>>>>

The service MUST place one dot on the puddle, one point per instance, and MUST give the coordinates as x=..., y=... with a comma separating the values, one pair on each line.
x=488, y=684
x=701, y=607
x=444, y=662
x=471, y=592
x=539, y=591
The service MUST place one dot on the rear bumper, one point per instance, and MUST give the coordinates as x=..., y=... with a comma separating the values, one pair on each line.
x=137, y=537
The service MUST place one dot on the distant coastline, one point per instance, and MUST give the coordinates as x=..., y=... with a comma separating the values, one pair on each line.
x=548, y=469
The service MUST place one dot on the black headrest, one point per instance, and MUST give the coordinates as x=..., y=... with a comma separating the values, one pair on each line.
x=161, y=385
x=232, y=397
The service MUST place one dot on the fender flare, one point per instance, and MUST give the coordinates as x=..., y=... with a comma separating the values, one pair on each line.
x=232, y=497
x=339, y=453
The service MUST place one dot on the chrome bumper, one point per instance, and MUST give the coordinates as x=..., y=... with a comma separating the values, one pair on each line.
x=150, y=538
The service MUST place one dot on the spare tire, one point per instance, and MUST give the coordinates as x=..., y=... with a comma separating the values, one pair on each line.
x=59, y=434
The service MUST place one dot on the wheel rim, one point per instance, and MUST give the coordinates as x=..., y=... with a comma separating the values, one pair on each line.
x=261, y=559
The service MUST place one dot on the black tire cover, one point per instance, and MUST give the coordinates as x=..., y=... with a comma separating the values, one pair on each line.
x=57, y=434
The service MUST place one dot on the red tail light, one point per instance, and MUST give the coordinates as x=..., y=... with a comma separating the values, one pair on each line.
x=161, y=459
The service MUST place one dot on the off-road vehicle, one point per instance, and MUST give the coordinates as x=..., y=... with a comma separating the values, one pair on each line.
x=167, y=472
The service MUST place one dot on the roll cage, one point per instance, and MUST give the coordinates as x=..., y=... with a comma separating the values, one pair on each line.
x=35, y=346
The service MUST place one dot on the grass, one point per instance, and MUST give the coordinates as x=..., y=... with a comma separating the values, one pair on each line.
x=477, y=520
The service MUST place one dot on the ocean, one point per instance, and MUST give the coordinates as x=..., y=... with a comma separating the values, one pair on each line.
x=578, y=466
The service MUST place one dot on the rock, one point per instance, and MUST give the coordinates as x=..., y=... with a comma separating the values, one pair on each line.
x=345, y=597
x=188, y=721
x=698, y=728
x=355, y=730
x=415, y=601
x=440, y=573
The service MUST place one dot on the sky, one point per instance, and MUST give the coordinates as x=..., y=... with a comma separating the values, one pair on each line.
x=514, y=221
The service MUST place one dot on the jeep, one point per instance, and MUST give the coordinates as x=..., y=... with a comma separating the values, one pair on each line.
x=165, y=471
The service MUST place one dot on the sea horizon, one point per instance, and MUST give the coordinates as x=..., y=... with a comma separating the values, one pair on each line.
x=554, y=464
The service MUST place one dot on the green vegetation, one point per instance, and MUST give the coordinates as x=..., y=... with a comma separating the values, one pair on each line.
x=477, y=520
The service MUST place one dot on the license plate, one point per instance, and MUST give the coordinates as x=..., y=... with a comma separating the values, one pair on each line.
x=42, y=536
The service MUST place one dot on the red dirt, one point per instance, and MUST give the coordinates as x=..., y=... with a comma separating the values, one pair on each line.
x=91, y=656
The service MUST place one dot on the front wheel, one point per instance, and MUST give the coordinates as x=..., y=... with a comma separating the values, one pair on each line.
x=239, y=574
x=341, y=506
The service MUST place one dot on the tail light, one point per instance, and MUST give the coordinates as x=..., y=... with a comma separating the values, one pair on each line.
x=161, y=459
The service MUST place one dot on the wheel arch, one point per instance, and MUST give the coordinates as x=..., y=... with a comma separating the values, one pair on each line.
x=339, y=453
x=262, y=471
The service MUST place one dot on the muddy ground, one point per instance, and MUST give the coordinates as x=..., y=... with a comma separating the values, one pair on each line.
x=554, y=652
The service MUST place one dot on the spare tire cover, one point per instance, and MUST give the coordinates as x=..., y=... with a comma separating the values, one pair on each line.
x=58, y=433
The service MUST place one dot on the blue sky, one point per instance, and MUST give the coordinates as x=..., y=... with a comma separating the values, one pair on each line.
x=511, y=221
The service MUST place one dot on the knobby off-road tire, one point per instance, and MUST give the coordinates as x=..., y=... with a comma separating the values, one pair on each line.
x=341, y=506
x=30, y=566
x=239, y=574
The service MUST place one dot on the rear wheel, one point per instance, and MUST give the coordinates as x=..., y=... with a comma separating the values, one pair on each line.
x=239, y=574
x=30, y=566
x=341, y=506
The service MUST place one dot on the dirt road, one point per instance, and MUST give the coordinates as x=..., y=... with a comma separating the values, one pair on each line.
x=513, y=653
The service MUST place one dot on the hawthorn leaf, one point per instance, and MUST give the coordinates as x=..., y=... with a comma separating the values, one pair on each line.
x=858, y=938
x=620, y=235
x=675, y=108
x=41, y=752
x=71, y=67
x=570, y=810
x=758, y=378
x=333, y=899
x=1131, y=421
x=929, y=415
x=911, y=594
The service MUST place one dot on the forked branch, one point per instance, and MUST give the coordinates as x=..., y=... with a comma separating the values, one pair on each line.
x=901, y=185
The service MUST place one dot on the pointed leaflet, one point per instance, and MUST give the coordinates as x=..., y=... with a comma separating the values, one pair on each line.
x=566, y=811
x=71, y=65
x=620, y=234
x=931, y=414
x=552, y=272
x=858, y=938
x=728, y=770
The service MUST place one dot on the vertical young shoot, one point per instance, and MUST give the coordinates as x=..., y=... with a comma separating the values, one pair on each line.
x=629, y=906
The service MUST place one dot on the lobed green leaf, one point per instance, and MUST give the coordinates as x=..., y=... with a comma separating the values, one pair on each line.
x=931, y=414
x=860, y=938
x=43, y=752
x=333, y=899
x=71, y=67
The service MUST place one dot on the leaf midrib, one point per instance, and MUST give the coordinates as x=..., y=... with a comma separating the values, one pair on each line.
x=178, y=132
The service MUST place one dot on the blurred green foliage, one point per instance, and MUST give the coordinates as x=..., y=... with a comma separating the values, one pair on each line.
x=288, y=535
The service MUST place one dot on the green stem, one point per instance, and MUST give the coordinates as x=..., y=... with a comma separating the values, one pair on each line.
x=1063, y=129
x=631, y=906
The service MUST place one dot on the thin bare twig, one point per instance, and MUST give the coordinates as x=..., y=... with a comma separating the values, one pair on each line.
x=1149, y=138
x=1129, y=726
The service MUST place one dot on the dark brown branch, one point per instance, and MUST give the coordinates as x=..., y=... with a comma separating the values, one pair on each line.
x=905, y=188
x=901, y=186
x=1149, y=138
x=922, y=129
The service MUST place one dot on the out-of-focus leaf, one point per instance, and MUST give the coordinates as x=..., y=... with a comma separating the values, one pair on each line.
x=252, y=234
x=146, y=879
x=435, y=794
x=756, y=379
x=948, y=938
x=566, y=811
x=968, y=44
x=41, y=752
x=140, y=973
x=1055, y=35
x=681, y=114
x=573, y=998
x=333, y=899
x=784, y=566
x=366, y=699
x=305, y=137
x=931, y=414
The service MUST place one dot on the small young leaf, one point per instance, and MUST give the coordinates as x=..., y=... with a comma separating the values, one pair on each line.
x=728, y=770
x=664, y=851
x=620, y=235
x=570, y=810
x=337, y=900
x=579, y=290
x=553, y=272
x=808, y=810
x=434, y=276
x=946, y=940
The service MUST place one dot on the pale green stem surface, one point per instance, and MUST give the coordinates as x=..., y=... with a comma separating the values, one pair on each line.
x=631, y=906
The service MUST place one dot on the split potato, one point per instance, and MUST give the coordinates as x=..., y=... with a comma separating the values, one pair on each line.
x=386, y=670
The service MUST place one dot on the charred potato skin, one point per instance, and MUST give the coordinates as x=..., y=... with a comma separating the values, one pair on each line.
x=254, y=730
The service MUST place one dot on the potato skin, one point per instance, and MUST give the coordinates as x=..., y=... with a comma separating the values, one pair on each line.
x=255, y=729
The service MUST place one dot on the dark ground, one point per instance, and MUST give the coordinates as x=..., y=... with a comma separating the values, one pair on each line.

<<<<

#### Short exercise
Reproduce nothing but the lines from the line containing "The service MUST place one dot on the split" to the last line of the data, each exactly as written.

#### Correct response
The service MUST place one dot on the split potato, one point per instance, and MUST give the coordinates as x=..., y=... with a comma separating the values, one pair on each line.
x=386, y=670
The service MUST place one dot on the charred potato skin, one point per instance, and MUST give the coordinates as x=..., y=... with a comma separating the values, one pair on each line.
x=254, y=730
The service MUST place one dot on the potato skin, one point per instance, and MUST give the coordinates as x=..., y=... with a comma separating the values, one pair on each line.
x=255, y=729
The service MUST place one dot on the dark ground, one point per instance, and MUST give the coordinates as x=..., y=... with a comma separating the values, one pair on each line.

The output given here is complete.